--- READING PASSAGE Enclosed Below ---

Hindustan Times (Delhi)

‘In rural India, children receive wrong treatments for deadly ailments’

- Vanita Srivastava vanita.shrivastva@hindustant­imes.com

NEW DELHI: Few health care providers in rural India know the correct treatments for childhood diarrhoea and pneumonia — two deadly diseases affecting young children worldwide.

But even when they do, they rarely prescribe them properly, according to a new Duke University study to be published on Monday.

“The Know-Do Gap in Quality of Health Care for Childhood Diarrhoea and Pneumonia in Rural India” will be published online by JAMA Pediatrics.

Medical practition­ers typically fail to prescribe lifesaving treatments such as oral rehydratio­n salts (ORS). Instead, they typically prescribe unnecessar­y antibiotic­s or other potentiall­y harmful drugs, said Manoj Mohanan, a professor in Duke’s Sanford School of Public Policy, and lead author of the study.

--- End of Enclosed READING PASSAGE ---

## TASKS FOR THIS EXERCISE
[1] Please copy the part of the news article on child treatment in rural India that opens with the words containing "NEW DELHI: Few" and closes with "published on Monday.".
[2] According to the news article on child treatment in rural India, why do children there receive the wrong treatments for diarrhoea and pneumonia? Answer in one to three sentences.
[3] List every organization or publication named in the news article on child treatment in rural India, including its header.

--- DATASET ENTRIES Enclosed Below ---

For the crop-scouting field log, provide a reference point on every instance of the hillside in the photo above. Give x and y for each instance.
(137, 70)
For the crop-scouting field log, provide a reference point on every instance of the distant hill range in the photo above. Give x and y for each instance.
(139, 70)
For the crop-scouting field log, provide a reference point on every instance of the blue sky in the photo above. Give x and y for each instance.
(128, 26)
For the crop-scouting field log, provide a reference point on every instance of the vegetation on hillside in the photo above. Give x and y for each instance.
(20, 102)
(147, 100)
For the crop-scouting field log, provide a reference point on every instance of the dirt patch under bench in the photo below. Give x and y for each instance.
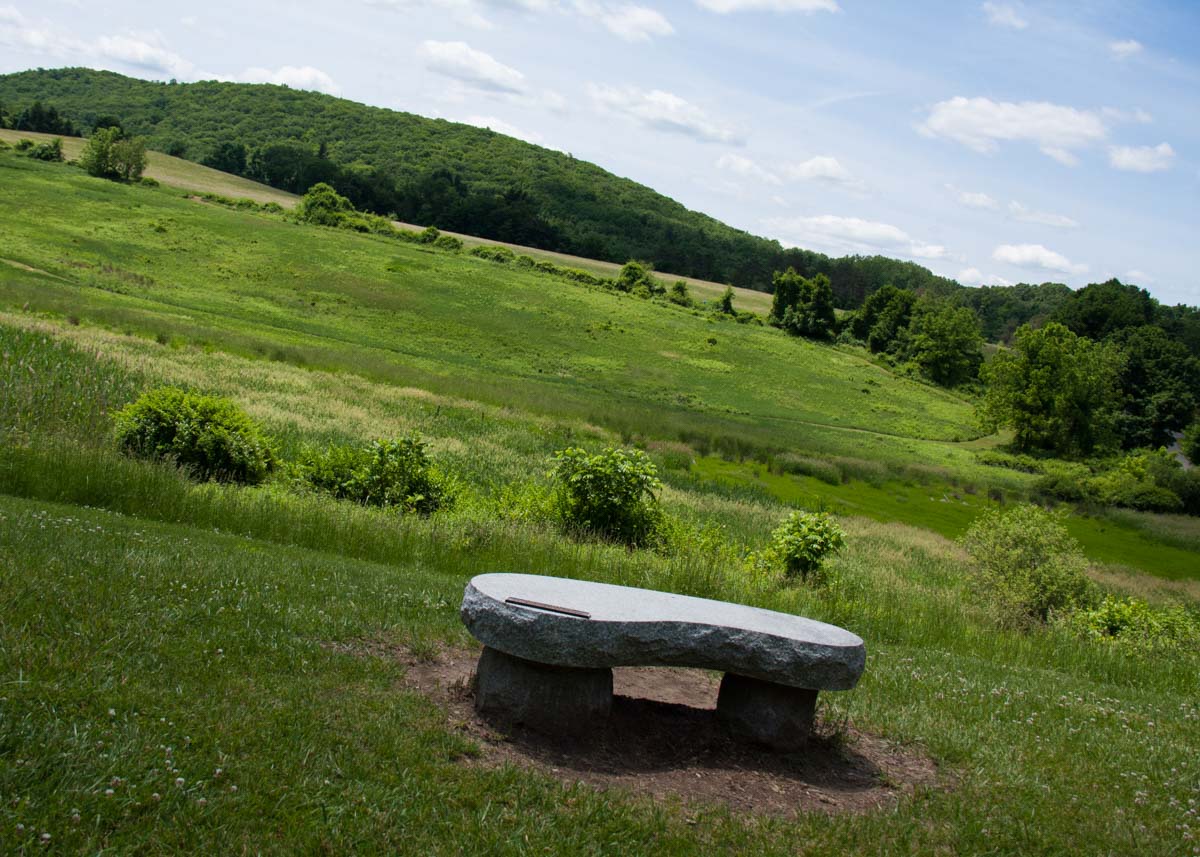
(664, 739)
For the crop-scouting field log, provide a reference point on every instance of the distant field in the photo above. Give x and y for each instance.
(175, 172)
(453, 324)
(220, 669)
(193, 177)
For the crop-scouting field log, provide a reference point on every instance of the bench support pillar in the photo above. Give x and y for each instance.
(766, 713)
(550, 699)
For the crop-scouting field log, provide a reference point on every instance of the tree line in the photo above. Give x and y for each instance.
(445, 174)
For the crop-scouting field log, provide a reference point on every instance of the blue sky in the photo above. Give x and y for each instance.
(994, 142)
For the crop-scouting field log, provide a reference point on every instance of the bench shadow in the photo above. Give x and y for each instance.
(645, 736)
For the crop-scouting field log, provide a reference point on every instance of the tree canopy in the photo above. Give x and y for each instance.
(1057, 391)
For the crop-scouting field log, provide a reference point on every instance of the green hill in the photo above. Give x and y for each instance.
(455, 177)
(205, 667)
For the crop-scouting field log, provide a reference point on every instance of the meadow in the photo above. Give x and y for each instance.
(169, 670)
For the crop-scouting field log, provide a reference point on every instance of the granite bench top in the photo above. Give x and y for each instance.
(583, 624)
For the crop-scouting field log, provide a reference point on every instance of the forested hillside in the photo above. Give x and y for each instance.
(433, 172)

--- End of Enclosed DATASET ENTRIES ---

## SOLUTIONS FOR EACH TASK
[1]
NEW DELHI: Few health care providers in rural India know the correct treatments for childhood diarrhoea and pneumonia — two deadly diseases affecting young children worldwide.

But even when they do, they rarely prescribe them properly, according to a new Duke University study to be published on Monday.

[2] Few health care providers in rural India know the correct treatments, and even those who do rarely prescribe them properly. Practitioners typically fail to prescribe lifesaving treatments such as oral rehydration salts (ORS) and instead prescribe unnecessary antibiotics or other potentially harmful drugs.

[3]
- Hindustan Times
- Duke University
- JAMA Pediatrics
- Sanford School of Public Policy (at Duke)